§ **Direction**:
Transcribe every one of the records below word for word, leaving out the pictures.

§ **Available data**:
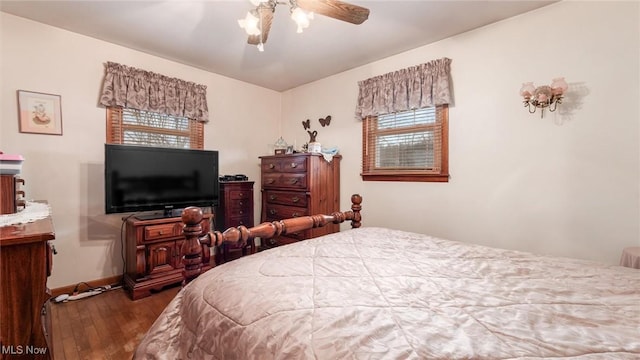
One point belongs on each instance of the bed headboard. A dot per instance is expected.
(196, 246)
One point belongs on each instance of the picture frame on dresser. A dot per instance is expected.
(39, 113)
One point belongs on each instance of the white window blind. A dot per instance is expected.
(406, 143)
(139, 127)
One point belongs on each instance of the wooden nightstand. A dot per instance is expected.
(236, 208)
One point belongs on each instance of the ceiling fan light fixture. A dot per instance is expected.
(250, 24)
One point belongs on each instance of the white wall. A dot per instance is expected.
(68, 170)
(567, 184)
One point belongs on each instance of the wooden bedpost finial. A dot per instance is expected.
(356, 200)
(191, 248)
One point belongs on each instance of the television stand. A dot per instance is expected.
(154, 253)
(168, 213)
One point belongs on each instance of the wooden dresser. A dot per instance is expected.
(299, 185)
(235, 209)
(25, 316)
(154, 254)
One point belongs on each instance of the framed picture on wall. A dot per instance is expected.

§ **Written solution**:
One point belongs on each instance of the bed headboard. A dot per instance is expected.
(196, 246)
One point belongs on each instance of the picture frame on dresser. A dot per instance is expected.
(39, 113)
One point belongs on each instance of the white window blind. A dot per instance is expected.
(406, 143)
(139, 127)
One point belongs on each instance of the wooden nightstand. A dot per instance is expected.
(236, 208)
One point belongs on each instance of the ceiling fan light fixture. A dot per instance is expected.
(250, 24)
One point belongs on each instance of the white wall. A dot per instance is expected.
(68, 170)
(567, 184)
One point belongs on each instance of the wooden bedpost finial. A dot per instance is expected.
(356, 200)
(191, 248)
One point belongs on each instance of the television stand. A dot per instance is expected.
(154, 253)
(168, 213)
One point belongs on each instance of the wooden dresser. A dot per instance is expected.
(299, 185)
(235, 209)
(25, 316)
(154, 254)
One point belongs on each instance of the framed picture on wall. A dot per instance is expected.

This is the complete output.